### [Document passage]

------------------------------------

= Listed buildings in Ightfield =

Ightfield is a civil parish in Shropshire, England. It contains 16 listed buildings that are recorded in the National Heritage List for England. Of these, three are at Grade II*, the middle of the three grades, and the others are at Grade II, the lowest grade. The parish contains the villages of Ightfield and Calverhall, and is otherwise mainly rural. The largest building in the parish is Cloverley Hall, which is listed, together with structures in its grounds. The other listed buildings are two churches, a lychgate, farmhouses and farm buildings, and a row of almshouses.

------------------------------------

(Object point labels)
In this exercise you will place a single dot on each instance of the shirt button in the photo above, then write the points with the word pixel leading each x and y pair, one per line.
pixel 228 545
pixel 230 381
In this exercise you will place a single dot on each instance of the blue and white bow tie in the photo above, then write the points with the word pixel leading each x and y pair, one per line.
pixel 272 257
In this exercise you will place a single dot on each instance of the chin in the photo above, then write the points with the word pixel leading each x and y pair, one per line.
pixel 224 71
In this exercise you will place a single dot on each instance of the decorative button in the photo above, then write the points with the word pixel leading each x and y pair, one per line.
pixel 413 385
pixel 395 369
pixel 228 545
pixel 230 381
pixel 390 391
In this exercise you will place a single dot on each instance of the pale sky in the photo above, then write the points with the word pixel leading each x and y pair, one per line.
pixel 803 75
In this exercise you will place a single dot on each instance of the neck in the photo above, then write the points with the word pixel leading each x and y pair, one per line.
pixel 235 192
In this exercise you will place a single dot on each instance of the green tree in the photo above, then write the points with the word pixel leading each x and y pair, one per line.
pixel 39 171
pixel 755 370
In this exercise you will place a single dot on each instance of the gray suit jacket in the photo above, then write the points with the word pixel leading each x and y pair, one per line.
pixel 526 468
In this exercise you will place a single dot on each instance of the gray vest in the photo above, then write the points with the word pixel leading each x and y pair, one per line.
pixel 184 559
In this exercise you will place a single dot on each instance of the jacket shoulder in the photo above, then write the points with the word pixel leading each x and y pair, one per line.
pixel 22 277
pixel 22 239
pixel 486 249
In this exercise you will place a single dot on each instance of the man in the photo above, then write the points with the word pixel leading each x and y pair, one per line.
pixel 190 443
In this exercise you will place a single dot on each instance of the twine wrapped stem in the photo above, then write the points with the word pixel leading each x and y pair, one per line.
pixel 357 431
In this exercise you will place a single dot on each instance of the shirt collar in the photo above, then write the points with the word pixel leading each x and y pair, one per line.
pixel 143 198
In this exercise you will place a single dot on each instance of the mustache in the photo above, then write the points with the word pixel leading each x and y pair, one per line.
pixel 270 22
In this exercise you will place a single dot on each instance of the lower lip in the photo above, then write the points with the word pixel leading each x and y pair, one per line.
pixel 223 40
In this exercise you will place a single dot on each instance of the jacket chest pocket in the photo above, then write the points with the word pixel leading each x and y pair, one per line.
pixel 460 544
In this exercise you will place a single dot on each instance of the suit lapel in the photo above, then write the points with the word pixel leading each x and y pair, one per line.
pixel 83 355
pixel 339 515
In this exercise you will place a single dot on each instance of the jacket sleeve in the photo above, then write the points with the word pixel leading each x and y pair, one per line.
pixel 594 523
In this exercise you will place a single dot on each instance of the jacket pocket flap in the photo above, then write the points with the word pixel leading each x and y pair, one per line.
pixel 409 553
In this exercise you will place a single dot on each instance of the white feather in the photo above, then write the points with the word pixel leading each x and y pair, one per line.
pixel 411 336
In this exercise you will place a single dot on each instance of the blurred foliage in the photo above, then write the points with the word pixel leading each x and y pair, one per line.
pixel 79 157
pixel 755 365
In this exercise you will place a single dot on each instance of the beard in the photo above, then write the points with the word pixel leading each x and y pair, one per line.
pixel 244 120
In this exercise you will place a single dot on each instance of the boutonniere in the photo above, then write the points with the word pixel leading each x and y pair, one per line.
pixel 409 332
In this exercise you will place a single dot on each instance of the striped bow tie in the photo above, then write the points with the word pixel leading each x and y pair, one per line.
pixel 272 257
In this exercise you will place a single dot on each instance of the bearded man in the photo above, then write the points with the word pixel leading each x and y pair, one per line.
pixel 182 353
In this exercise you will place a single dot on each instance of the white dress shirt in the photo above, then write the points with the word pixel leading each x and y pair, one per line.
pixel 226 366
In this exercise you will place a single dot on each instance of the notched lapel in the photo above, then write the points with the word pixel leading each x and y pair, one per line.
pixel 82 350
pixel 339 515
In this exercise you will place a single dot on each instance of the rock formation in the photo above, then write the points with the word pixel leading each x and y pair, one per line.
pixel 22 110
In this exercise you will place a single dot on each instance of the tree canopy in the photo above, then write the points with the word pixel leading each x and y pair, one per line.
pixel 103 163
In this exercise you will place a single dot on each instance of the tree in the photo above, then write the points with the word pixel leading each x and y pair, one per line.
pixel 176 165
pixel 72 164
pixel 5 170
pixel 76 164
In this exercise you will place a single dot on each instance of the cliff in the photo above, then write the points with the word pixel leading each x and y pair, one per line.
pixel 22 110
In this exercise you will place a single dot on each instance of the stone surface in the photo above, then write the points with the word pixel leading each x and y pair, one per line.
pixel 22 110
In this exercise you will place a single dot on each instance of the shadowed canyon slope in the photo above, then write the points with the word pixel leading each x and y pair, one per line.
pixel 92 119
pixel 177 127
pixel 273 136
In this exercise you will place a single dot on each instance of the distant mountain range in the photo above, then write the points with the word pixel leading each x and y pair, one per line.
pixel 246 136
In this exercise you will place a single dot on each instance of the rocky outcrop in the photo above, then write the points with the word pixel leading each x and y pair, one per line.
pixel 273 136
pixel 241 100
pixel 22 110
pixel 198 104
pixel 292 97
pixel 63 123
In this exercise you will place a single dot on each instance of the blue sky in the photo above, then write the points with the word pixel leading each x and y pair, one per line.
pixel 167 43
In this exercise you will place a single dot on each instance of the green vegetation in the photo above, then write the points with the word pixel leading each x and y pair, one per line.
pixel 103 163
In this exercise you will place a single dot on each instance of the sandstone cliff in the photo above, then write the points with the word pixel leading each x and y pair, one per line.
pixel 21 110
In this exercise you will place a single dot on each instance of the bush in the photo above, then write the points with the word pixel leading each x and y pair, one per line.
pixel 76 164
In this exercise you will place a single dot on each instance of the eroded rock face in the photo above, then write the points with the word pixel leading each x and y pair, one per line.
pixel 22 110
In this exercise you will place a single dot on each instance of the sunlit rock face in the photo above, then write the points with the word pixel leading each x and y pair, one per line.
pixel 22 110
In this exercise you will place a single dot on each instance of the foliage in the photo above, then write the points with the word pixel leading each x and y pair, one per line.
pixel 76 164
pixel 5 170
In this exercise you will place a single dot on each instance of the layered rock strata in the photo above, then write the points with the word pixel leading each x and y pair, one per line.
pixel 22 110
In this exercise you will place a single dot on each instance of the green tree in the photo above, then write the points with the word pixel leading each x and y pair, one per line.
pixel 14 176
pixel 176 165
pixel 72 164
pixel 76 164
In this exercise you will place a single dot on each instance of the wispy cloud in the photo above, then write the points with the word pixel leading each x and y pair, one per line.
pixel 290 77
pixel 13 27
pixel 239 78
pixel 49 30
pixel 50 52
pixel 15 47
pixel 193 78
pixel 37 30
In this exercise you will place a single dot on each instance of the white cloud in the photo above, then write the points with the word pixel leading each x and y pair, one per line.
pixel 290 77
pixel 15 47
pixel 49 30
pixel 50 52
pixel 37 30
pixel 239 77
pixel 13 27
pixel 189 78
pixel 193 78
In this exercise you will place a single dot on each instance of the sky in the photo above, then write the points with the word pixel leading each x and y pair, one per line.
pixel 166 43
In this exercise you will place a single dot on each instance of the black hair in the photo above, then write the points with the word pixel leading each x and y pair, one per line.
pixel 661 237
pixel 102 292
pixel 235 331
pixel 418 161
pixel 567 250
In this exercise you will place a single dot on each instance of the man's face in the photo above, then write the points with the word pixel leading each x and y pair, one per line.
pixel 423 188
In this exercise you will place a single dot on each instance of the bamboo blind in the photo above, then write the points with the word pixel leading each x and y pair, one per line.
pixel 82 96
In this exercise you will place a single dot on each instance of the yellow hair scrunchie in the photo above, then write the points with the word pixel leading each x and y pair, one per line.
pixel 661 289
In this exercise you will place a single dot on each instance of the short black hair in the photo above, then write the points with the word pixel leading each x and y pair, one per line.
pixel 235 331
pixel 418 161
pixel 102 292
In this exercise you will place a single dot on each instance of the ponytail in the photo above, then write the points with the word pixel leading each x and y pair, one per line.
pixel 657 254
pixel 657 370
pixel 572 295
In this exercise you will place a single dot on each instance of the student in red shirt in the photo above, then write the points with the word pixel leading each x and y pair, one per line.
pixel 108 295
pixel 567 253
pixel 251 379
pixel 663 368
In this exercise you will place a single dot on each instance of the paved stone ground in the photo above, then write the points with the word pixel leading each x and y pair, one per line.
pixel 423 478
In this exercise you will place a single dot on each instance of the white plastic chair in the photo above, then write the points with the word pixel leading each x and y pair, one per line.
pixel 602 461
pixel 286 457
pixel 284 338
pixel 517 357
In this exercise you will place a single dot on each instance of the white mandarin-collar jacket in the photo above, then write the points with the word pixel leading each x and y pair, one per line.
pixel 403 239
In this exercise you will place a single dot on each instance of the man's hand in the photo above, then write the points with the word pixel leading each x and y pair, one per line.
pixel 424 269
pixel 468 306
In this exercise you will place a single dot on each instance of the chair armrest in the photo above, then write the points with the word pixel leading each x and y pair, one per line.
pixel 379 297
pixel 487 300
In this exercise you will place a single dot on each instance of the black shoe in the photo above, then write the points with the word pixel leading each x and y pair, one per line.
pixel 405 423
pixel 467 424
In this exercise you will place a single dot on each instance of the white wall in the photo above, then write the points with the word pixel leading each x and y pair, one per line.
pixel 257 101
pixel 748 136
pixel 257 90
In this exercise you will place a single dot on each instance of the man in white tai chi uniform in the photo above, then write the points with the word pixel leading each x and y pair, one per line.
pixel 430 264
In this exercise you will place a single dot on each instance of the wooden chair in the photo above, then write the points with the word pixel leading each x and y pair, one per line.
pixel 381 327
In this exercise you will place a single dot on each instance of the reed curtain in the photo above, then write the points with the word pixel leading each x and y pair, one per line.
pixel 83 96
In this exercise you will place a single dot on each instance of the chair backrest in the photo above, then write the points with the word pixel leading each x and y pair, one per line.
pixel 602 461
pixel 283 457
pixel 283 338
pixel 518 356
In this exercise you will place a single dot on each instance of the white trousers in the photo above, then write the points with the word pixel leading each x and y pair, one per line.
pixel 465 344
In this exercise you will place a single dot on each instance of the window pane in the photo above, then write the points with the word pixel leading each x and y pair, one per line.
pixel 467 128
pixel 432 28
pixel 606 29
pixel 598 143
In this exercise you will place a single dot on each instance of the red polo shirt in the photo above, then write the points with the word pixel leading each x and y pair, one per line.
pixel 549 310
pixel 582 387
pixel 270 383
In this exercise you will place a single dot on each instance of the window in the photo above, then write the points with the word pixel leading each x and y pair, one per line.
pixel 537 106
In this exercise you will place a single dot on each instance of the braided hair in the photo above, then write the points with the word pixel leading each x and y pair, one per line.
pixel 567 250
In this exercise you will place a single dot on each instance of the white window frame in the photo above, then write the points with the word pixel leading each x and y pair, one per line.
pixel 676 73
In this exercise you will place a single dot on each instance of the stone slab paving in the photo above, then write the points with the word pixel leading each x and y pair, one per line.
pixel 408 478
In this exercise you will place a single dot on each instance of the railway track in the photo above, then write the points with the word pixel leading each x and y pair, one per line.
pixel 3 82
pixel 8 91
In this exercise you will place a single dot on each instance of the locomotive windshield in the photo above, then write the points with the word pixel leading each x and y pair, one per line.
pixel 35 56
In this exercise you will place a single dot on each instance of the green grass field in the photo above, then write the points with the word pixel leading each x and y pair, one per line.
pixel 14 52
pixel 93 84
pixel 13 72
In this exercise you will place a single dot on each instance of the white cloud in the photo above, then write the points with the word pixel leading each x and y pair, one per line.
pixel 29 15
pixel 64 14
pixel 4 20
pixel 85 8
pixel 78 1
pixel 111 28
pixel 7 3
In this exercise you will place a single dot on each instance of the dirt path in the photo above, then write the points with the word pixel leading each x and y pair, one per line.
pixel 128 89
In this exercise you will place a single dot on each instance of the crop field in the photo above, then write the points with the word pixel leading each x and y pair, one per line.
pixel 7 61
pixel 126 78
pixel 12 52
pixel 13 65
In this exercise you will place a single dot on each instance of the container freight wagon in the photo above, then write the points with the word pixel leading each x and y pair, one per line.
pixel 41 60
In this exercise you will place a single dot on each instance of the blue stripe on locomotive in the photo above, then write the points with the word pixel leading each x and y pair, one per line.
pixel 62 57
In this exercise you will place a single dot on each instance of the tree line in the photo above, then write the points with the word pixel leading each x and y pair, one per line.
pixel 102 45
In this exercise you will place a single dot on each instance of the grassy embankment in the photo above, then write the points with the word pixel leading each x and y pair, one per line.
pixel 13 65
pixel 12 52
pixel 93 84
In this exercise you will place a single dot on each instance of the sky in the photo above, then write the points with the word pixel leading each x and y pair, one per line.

------------------------------------

### [Problems to solve]
1/ Render this sentence from the passage on listed buildings in Ightfield into Spanish: "The parish contains the villages of Ightfield and Calverhall, and is otherwise mainly rural."
2/ Reproduce the Ightfield passage word for word, starting with "Ightfield is a" and going on through "row of almshouses.".
This data comes from a separate source.

### [Task-by-task solutions]
1/ La parroquia contiene los pueblos de Ightfield y Calverhall, y por lo demás es principalmente rural.

2/
Ightfield is a civil parish in Shropshire, England. It contains 16 listed buildings that are recorded in the National Heritage List for England. Of these, three are at Grade II*, the middle of the three grades, and the others are at Grade II, the lowest grade. The parish contains the villages of Ightfield and Calverhall, and is otherwise mainly rural. The largest building in the parish is Cloverley Hall, which is listed, together with structures in its grounds. The other listed buildings are two churches, a lychgate, farmhouses and farm buildings, and a row of almshouses.